[Start READING TEXT]

The Importance of an Emergency Fund
As mentioned, we recommend setting aside three to six months’ worth of living expenses to protect yourself, should the unexpected happen. This should be one of your first savings initiatives, following the budgeting rules outlined above.
How do you build an emergency fund?
In addition to setting aside 20% of your take-home income, at a basic level, building an emergency fund begins with spending less and looking for additional income options. These may include:
- Getting a second or side job. Jobs such as babysitting, waiting tables, working at a retail store, or freelance writing may be viable options.
- Cutting clutter. Clean out your closet and any areas you may have belongings stored. Sell items and clothes you have no need for, and deposit the money into your savings. Look online for opportunities to sell used items and clothing, or use Facebook Marketplace. You might be surprised by who may be interested in belongings you no longer want or need.
- Reducing unnecessary costs. Could you walk or bike to work? Are you willing to cut cable and look at other streaming options? You may be surprised by how quickly small costs can add up. According to BLOOMBERG Business Week, the average cable subscriber pays $95.97 per month for 194 channels, but only watches 17 of them. At $.50 a channel actual cost, they’re paying $5.65 per channel watched. Less expensive options continue to become available. Instead of a cable subscription, search for streaming options that require only an Internet connection. Ask friends which they prefer.

[End READING TEXT]

WRITTEN TASK A:
Multiply every bounding-box coordinate in the answers by 0.55, rounding to whole numbers with halves rounded up, and write out again everything in the rows from their start down to the line that contains "[[304, 28, 385, 100]]", both ends included. Keep each request line unchanged, and omit the pictures.

[Start DATA TO USE]

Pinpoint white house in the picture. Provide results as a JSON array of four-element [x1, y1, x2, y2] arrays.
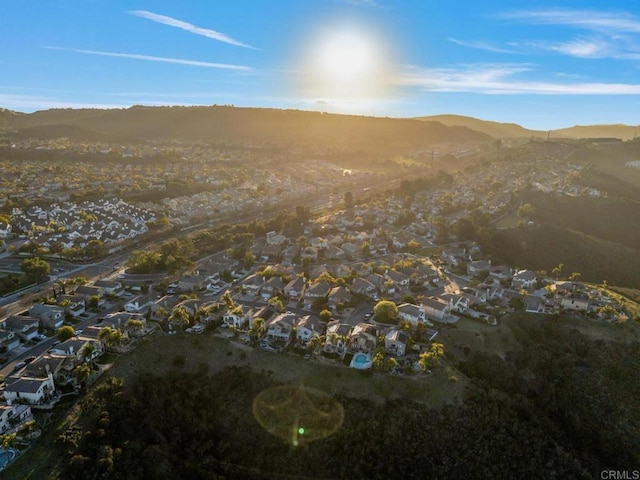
[[4, 374, 55, 405], [420, 297, 451, 323], [0, 404, 32, 435], [296, 315, 325, 345], [384, 329, 409, 357], [398, 303, 426, 327]]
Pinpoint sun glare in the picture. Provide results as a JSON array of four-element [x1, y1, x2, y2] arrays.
[[304, 28, 385, 100]]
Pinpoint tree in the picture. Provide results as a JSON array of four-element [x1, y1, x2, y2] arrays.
[[80, 342, 95, 362], [73, 363, 92, 384], [56, 325, 76, 342], [373, 300, 398, 323], [344, 192, 353, 208], [373, 352, 398, 372], [169, 306, 191, 326], [418, 343, 444, 372], [20, 257, 51, 283]]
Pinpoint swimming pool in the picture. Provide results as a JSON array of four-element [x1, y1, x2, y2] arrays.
[[0, 450, 16, 471], [351, 353, 372, 369]]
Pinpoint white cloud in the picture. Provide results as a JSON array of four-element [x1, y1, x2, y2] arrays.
[[128, 10, 256, 50], [449, 38, 517, 53], [497, 9, 640, 34], [0, 93, 130, 112], [395, 64, 640, 95], [43, 46, 252, 72]]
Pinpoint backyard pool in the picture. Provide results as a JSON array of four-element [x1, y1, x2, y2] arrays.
[[0, 450, 16, 471], [351, 353, 372, 370]]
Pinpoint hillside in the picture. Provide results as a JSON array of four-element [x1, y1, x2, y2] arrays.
[[1, 106, 491, 151], [416, 115, 547, 139], [551, 124, 640, 140], [416, 115, 640, 140]]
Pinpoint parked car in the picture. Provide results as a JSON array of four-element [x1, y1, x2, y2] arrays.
[[13, 362, 27, 372]]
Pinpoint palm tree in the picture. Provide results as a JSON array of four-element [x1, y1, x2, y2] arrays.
[[73, 363, 92, 384], [124, 318, 144, 336], [80, 342, 95, 362]]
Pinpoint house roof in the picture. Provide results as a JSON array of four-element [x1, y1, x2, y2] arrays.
[[4, 376, 49, 393]]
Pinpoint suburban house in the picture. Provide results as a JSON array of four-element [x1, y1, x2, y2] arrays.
[[124, 293, 157, 313], [467, 260, 491, 277], [327, 286, 353, 313], [260, 276, 284, 302], [178, 271, 207, 292], [524, 295, 545, 313], [74, 285, 104, 305], [349, 277, 378, 297], [0, 329, 20, 352], [222, 305, 253, 328], [93, 280, 124, 297], [304, 280, 331, 303], [56, 295, 86, 318], [24, 354, 78, 386], [4, 315, 40, 342], [0, 404, 32, 435], [511, 270, 537, 290], [4, 374, 55, 405], [296, 315, 326, 345], [440, 293, 469, 313], [266, 313, 297, 343], [151, 295, 180, 320], [50, 337, 104, 362], [560, 293, 589, 312], [102, 312, 145, 330], [242, 273, 264, 295], [384, 269, 411, 287], [398, 303, 426, 327], [384, 329, 409, 357], [322, 321, 353, 354], [349, 323, 378, 353], [420, 297, 451, 323], [29, 303, 64, 330], [284, 276, 306, 302]]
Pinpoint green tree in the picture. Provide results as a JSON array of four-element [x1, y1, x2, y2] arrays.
[[373, 300, 398, 323], [73, 363, 93, 384], [169, 306, 191, 326], [373, 352, 398, 372], [418, 343, 444, 372], [56, 325, 76, 342], [80, 342, 95, 362], [20, 257, 51, 283]]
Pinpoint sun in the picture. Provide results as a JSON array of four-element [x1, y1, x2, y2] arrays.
[[318, 33, 375, 84], [307, 29, 383, 99]]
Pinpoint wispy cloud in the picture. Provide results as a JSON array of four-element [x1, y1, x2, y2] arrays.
[[43, 46, 253, 72], [0, 93, 131, 112], [449, 38, 517, 53], [395, 64, 640, 95], [128, 10, 256, 50], [497, 9, 640, 33]]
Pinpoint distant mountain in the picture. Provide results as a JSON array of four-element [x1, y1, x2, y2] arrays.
[[416, 115, 640, 140], [551, 124, 640, 140], [416, 115, 547, 139], [0, 108, 23, 128], [0, 106, 492, 151]]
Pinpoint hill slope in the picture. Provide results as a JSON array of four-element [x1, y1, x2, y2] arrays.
[[416, 115, 640, 140], [416, 115, 547, 138], [2, 106, 491, 151]]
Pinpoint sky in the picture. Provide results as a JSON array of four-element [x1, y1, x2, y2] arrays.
[[0, 0, 640, 130]]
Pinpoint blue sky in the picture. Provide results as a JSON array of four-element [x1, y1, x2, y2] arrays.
[[0, 0, 640, 129]]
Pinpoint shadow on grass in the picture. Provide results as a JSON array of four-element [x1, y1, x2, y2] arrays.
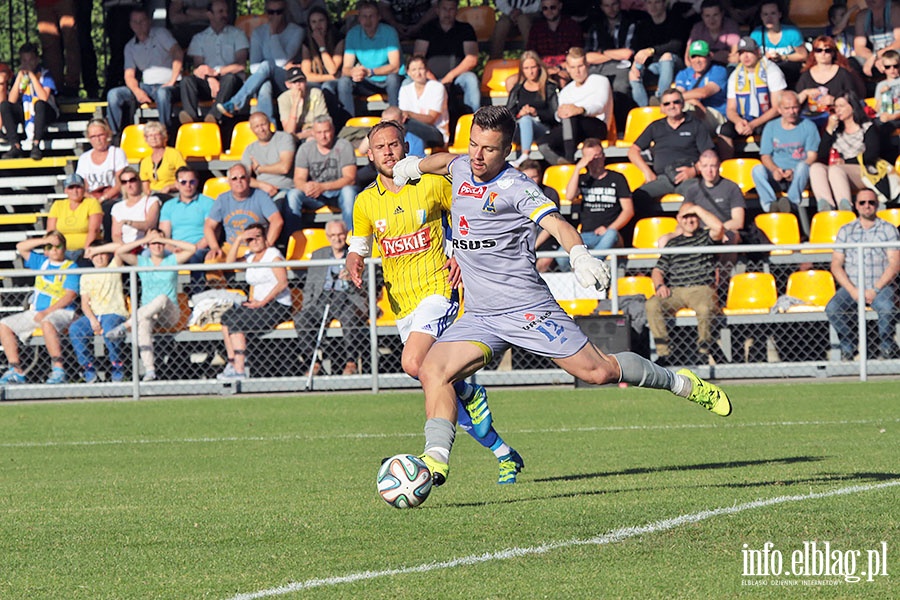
[[534, 456, 826, 483], [440, 466, 900, 510]]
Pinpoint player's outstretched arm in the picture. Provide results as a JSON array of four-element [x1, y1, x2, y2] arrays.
[[394, 152, 455, 186], [539, 212, 611, 290]]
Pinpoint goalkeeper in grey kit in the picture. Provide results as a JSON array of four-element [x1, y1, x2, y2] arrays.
[[394, 106, 731, 485]]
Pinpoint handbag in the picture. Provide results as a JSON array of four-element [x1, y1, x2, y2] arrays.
[[856, 154, 900, 205]]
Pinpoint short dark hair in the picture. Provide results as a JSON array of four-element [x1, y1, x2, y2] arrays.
[[472, 105, 516, 146]]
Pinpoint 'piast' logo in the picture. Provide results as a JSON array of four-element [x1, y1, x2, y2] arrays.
[[481, 192, 497, 214], [456, 181, 487, 198], [381, 227, 431, 258], [457, 215, 469, 235]]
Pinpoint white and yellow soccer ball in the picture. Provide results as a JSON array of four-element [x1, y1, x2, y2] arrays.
[[377, 454, 431, 508]]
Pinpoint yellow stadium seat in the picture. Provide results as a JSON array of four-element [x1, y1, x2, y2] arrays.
[[175, 122, 222, 160], [447, 115, 475, 154], [557, 298, 599, 317], [628, 217, 678, 259], [203, 177, 231, 200], [616, 106, 663, 148], [785, 269, 835, 312], [878, 208, 900, 227], [344, 116, 381, 127], [541, 165, 587, 202], [120, 125, 151, 163], [219, 121, 264, 160], [481, 58, 519, 98], [754, 213, 800, 256], [722, 273, 778, 316], [234, 15, 269, 40], [606, 162, 644, 192], [801, 210, 856, 254], [719, 158, 762, 195], [456, 4, 497, 42], [616, 275, 656, 298]]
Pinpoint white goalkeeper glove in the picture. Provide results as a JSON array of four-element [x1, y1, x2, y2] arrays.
[[394, 156, 423, 187], [569, 246, 610, 292]]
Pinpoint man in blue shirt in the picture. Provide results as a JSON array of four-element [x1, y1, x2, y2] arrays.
[[751, 90, 830, 230], [159, 167, 213, 294], [0, 231, 79, 385], [338, 0, 405, 115]]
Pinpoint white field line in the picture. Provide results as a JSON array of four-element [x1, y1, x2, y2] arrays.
[[0, 418, 900, 448], [229, 480, 900, 600]]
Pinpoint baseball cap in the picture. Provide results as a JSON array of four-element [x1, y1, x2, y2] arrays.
[[738, 36, 759, 52], [63, 173, 84, 187], [285, 67, 306, 83], [688, 40, 709, 56]]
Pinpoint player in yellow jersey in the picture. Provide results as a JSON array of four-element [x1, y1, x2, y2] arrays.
[[347, 121, 525, 485]]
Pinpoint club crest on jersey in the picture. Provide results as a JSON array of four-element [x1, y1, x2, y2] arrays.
[[481, 192, 498, 214], [456, 215, 469, 235], [456, 181, 487, 198]]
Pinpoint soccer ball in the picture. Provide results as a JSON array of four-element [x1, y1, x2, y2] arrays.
[[378, 454, 431, 508]]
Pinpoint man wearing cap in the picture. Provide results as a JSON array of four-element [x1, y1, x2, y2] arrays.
[[278, 67, 328, 141], [241, 112, 296, 198], [719, 36, 787, 154], [106, 8, 184, 135], [216, 0, 304, 122], [675, 40, 728, 137], [646, 204, 725, 367], [287, 115, 359, 230]]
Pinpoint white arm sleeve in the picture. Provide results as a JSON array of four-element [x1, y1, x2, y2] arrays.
[[348, 235, 372, 258]]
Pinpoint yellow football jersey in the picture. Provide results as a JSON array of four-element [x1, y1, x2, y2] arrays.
[[353, 174, 453, 317]]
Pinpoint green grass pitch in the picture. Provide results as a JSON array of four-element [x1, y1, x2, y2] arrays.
[[0, 382, 900, 600]]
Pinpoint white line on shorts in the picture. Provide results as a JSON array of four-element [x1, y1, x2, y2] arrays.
[[223, 480, 900, 600], [0, 418, 900, 448]]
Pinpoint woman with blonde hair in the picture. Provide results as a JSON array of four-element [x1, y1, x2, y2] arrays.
[[140, 121, 187, 200], [506, 50, 559, 167]]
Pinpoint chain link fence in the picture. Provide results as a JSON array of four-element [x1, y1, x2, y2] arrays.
[[0, 238, 900, 400]]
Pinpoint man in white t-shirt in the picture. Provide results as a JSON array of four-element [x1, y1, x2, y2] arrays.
[[538, 48, 613, 165], [106, 8, 184, 135]]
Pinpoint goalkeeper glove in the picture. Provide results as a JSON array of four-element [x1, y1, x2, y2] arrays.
[[569, 246, 610, 291], [394, 156, 423, 187]]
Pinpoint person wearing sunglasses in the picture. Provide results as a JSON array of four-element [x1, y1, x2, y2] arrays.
[[159, 167, 214, 295], [875, 50, 900, 163], [112, 167, 159, 244], [203, 163, 284, 262], [216, 223, 292, 381], [47, 173, 103, 261], [103, 227, 197, 381], [809, 92, 881, 211], [216, 0, 304, 121], [825, 189, 900, 361], [796, 35, 866, 126], [0, 231, 79, 386]]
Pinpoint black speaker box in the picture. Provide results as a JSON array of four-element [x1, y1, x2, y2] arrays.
[[575, 315, 631, 388]]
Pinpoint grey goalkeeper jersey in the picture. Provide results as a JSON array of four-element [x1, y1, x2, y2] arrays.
[[450, 155, 559, 315]]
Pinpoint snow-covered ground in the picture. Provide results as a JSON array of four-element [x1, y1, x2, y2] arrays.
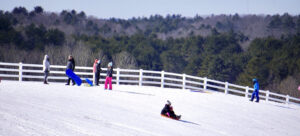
[[0, 81, 300, 136]]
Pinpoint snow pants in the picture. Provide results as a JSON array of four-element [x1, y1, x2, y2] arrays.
[[94, 72, 100, 85], [44, 71, 49, 83], [251, 90, 259, 102], [104, 77, 112, 90]]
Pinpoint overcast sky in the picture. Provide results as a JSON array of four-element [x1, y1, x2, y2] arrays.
[[0, 0, 300, 19]]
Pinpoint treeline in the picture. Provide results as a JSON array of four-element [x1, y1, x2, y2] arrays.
[[0, 6, 300, 97]]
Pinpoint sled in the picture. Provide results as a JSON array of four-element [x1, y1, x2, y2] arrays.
[[66, 69, 82, 86], [160, 114, 181, 120]]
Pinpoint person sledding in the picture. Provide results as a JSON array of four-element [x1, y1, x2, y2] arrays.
[[160, 100, 181, 120], [250, 78, 259, 102]]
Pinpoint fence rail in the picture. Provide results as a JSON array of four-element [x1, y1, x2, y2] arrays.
[[0, 62, 300, 104]]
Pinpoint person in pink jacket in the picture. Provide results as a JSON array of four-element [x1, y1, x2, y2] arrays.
[[104, 62, 114, 90]]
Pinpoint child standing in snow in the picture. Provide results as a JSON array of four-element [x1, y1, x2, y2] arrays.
[[104, 62, 114, 90], [160, 100, 181, 120], [250, 78, 259, 102], [66, 55, 75, 85], [93, 59, 101, 86], [43, 55, 50, 84]]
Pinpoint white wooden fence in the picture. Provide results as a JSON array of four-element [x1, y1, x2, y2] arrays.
[[0, 62, 300, 104]]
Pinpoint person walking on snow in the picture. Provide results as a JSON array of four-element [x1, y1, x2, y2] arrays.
[[104, 62, 114, 90], [93, 59, 101, 86], [160, 100, 181, 120], [66, 55, 75, 85], [43, 55, 50, 84], [250, 78, 259, 102]]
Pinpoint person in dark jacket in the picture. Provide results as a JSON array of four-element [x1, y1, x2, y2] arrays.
[[93, 59, 101, 86], [43, 55, 50, 84], [66, 55, 75, 85], [160, 100, 181, 120], [104, 62, 114, 90], [250, 78, 259, 102]]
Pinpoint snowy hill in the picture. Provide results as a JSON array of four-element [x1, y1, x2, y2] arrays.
[[0, 81, 300, 136]]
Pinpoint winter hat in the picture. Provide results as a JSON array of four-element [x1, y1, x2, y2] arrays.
[[167, 100, 171, 105]]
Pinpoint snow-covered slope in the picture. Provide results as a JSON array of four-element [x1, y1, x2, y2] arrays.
[[0, 81, 300, 136]]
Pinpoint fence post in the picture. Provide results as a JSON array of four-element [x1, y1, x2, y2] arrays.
[[139, 69, 143, 86], [266, 90, 270, 102], [225, 82, 228, 94], [182, 74, 186, 89], [285, 95, 290, 104], [160, 71, 165, 88], [203, 77, 207, 90], [19, 62, 23, 82], [117, 68, 120, 85], [245, 86, 249, 98]]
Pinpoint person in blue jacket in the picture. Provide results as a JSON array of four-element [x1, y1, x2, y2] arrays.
[[250, 78, 259, 102]]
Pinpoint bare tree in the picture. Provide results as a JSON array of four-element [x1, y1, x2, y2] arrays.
[[113, 51, 137, 69]]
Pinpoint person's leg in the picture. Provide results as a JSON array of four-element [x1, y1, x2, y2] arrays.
[[104, 77, 108, 89], [109, 77, 112, 90], [169, 111, 177, 119]]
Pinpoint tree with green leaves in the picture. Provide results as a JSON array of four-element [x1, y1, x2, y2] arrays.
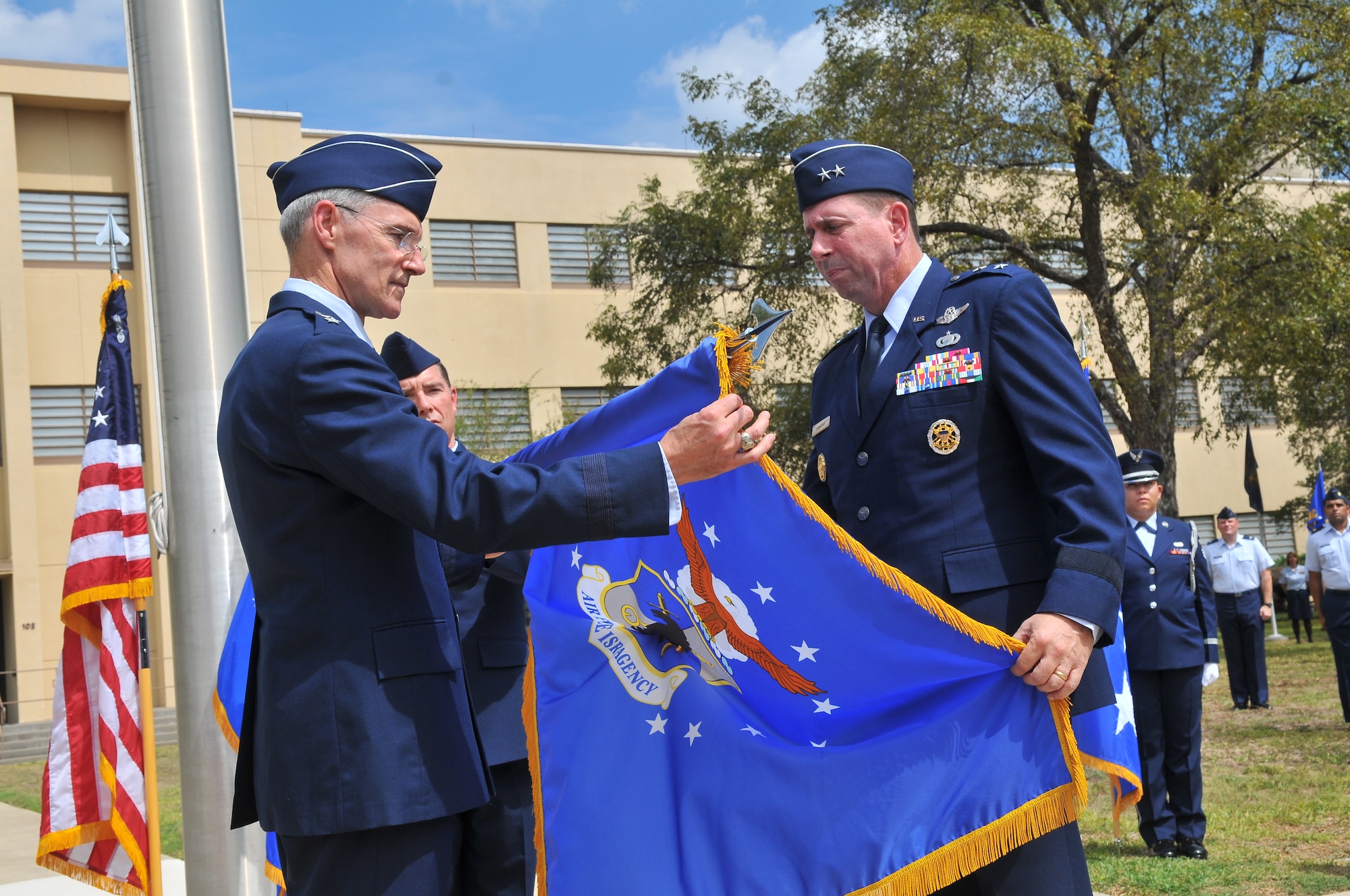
[[591, 0, 1350, 513]]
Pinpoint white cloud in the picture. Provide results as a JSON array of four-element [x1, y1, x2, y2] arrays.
[[651, 16, 825, 121], [0, 0, 127, 65]]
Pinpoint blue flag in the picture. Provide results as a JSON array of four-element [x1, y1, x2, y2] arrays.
[[1308, 464, 1327, 534], [516, 331, 1085, 896], [1073, 614, 1143, 839], [211, 576, 286, 893]]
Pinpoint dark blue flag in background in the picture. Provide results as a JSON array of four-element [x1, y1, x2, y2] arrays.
[[514, 331, 1091, 896]]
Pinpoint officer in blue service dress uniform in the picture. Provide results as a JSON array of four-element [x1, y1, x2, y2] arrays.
[[1308, 488, 1350, 722], [1204, 507, 1274, 710], [217, 135, 774, 896], [1119, 448, 1219, 858], [791, 140, 1126, 896], [379, 333, 535, 896]]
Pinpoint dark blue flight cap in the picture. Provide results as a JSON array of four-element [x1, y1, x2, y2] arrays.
[[267, 134, 440, 220], [379, 332, 440, 379], [790, 140, 914, 212], [1116, 448, 1162, 483]]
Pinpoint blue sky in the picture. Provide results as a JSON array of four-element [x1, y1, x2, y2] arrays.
[[0, 0, 822, 147]]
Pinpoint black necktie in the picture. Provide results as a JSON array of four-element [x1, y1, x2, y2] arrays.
[[857, 317, 891, 408]]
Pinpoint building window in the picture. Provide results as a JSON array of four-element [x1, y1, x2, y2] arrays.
[[1102, 378, 1200, 432], [455, 386, 529, 460], [1219, 376, 1274, 426], [19, 190, 131, 269], [28, 386, 144, 457], [548, 224, 632, 286], [431, 221, 520, 286]]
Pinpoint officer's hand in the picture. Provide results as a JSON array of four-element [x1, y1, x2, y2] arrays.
[[1013, 613, 1092, 700], [662, 394, 774, 486]]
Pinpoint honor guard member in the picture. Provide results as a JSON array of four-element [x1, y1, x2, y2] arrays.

[End DATA TO USE]

WRITTEN TASK B:
Output the whole text on emergency funds, unchanged.

TASK OUTPUT A:
Pinpoint white house in the picture. Provide results as a JSON array of four-element [x1, y1, x2, y2] arrays.
[[2, 206, 30, 223], [231, 163, 248, 178], [0, 222, 18, 239], [163, 173, 179, 190], [211, 181, 225, 196], [219, 167, 234, 180]]
Pinpoint sun glare in the picture. Provide results as a JSON array of four-element [x1, y1, x2, y2] arrays.
[[167, 15, 212, 55]]

TASK OUTPUT B:
The Importance of an Emergency Fund
As mentioned, we recommend setting aside three to six months’ worth of living expenses to protect yourself, should the unexpected happen. This should be one of your first savings initiatives, following the budgeting rules outlined above.
How do you build an emergency fund?
In addition to setting aside 20% of your take-home income, at a basic level, building an emergency fund begins with spending less and looking for additional income options. These may include:
- Getting a second or side job. Jobs such as babysitting, waiting tables, working at a retail store, or freelance writing may be viable options.
- Cutting clutter. Clean out your closet and any areas you may have belongings stored. Sell items and clothes you have no need for, and deposit the money into your savings. Look online for opportunities to sell used items and clothing, or use Facebook Marketplace. You might be surprised by who may be interested in belongings you no longer want or need.
- Reducing unnecessary costs. Could you walk or bike to work? Are you willing to cut cable and look at other streaming options? You may be surprised by how quickly small costs can add up. According to BLOOMBERG Business Week, the average cable subscriber pays $95.97 per month for 194 channels, but only watches 17 of them. At $.50 a channel actual cost, they’re paying $5.65 per channel watched. Less expensive options continue to become available. Instead of a cable subscription, search for streaming options that require only an Internet connection. Ask friends which they prefer.